Extracted records:
+===+

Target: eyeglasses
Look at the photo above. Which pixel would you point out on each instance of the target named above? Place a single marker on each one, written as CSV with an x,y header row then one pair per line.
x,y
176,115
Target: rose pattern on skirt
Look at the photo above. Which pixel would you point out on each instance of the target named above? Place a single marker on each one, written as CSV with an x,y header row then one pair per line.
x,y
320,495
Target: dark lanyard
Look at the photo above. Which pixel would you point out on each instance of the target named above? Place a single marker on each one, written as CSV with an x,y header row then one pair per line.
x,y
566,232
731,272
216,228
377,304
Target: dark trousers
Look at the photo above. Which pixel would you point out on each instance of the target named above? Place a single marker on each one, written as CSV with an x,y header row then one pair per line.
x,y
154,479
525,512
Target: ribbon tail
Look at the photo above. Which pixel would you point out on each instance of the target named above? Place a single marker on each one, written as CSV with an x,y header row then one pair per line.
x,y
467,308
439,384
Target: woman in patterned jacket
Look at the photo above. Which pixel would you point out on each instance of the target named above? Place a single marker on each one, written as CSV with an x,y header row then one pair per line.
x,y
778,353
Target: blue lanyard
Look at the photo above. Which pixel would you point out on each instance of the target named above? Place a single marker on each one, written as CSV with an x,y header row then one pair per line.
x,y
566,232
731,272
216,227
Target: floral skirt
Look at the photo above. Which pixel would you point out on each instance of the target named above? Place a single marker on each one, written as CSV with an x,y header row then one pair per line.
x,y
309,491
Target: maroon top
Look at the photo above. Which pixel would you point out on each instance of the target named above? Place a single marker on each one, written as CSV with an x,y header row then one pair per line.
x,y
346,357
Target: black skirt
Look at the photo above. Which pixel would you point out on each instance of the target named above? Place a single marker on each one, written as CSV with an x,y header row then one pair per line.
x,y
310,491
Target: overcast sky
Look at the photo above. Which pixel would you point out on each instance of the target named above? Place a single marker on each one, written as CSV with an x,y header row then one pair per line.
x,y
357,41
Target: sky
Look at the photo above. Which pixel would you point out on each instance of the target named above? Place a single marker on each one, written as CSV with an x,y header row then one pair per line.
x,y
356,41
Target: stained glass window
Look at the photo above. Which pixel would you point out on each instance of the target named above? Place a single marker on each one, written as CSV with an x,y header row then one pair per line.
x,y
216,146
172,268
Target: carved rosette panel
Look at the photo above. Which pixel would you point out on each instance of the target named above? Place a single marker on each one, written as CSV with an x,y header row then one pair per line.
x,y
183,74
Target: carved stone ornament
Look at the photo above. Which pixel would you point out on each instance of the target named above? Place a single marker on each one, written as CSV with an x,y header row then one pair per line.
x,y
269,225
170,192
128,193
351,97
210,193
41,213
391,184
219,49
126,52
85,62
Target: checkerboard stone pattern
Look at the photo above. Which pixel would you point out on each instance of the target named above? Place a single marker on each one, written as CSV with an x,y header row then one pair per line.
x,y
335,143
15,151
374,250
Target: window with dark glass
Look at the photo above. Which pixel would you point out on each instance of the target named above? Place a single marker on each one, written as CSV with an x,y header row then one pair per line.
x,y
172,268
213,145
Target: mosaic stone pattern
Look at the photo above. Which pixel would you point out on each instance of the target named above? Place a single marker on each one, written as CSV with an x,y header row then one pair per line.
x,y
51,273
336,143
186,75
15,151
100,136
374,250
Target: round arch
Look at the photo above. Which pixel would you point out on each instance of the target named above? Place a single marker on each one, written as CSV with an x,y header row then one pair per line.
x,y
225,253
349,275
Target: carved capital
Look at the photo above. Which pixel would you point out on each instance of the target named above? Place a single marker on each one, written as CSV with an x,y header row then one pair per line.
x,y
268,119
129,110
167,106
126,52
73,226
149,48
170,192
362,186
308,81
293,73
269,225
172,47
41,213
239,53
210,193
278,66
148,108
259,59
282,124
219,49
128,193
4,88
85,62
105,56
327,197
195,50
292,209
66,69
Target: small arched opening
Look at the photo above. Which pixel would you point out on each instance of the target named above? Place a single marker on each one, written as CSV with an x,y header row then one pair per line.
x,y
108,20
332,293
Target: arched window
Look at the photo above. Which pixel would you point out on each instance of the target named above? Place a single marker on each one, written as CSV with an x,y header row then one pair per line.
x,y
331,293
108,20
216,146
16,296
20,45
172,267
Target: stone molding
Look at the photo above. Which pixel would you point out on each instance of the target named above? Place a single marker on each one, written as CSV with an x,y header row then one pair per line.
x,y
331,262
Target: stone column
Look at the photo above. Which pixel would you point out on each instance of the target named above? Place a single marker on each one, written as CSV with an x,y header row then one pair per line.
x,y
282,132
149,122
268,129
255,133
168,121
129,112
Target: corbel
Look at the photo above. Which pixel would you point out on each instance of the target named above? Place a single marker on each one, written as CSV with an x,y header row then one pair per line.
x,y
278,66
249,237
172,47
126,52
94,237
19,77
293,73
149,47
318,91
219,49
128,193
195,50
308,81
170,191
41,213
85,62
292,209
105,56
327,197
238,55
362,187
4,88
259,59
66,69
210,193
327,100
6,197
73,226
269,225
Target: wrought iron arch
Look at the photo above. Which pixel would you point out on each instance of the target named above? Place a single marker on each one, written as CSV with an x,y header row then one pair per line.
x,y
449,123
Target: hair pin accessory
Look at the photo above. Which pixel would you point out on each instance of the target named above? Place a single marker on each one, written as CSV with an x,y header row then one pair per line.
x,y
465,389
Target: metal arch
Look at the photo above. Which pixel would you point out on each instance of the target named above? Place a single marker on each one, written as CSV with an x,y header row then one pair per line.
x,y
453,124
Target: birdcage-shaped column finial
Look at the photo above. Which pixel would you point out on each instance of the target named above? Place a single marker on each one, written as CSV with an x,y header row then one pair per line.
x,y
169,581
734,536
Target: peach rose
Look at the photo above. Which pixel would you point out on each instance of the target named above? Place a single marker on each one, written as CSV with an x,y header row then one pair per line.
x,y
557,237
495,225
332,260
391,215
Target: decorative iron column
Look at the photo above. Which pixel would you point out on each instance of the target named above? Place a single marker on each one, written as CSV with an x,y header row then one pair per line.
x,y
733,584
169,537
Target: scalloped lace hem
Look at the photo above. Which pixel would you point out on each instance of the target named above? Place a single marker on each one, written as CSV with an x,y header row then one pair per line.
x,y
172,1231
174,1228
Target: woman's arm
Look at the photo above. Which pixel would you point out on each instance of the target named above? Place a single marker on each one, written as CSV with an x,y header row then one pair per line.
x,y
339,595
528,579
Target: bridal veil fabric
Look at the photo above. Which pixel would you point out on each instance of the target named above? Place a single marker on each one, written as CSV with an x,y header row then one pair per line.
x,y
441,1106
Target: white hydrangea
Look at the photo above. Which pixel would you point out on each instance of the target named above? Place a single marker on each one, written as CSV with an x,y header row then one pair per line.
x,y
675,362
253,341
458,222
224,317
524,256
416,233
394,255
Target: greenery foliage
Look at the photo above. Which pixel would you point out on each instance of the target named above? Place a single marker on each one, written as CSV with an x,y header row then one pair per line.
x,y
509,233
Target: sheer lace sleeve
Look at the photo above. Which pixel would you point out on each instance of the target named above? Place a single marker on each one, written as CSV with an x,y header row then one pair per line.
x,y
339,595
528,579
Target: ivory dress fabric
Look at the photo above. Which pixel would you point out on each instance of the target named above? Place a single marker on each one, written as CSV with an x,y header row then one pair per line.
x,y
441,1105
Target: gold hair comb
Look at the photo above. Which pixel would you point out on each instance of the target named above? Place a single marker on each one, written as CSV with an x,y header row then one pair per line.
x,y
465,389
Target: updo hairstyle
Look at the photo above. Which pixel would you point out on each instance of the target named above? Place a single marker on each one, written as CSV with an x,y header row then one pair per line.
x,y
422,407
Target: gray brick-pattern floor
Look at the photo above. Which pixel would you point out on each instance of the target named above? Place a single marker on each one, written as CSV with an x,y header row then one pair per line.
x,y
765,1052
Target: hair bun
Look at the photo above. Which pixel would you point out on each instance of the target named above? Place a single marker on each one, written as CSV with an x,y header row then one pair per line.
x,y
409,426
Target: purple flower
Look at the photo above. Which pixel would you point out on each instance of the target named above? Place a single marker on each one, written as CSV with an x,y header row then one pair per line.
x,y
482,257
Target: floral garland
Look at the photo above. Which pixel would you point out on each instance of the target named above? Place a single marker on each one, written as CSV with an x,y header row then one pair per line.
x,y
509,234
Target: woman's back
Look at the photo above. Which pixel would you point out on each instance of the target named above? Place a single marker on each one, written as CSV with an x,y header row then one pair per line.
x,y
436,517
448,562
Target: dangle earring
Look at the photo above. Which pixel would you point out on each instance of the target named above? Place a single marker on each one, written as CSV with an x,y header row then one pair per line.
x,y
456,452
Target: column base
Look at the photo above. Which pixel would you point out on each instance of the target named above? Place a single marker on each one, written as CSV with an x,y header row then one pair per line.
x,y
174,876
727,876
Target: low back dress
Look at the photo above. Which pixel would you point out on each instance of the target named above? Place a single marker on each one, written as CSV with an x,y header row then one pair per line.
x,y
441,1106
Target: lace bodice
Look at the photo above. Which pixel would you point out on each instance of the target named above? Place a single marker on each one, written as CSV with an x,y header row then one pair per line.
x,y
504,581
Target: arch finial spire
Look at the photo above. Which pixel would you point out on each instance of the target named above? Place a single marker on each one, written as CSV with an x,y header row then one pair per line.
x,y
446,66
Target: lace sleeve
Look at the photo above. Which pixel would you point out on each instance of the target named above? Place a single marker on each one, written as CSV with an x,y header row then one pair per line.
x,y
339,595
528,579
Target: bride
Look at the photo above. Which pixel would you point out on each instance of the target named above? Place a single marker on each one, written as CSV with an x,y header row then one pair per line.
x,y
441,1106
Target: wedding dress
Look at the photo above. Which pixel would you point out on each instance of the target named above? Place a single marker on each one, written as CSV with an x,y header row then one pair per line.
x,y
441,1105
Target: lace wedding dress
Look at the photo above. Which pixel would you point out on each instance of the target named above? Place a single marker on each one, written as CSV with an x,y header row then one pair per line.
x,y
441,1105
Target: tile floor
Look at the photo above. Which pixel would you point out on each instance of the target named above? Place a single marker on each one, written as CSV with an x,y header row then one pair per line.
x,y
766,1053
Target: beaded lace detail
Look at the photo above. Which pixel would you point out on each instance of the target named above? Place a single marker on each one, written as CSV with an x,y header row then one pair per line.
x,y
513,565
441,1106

+===+

▸ Task goal
Duplicate the lines of the data above verbatim, beginning at the line that contains "Target: tile floor" and continuing through the end of the data.

▸ Reply to the task
Target: tile floor
Look at the photo above. Which pixel would you point out on each instance of the target named above? Place a single marker on each one, written as CSV with an x,y header row then one pair per line.
x,y
766,1053
Target: beaded lace detail
Look at the photo above. Which pixel would you point out on each instance of the target named above? Place a single marker on each one, written as CSV with an x,y header row then one pair per line.
x,y
513,565
441,1106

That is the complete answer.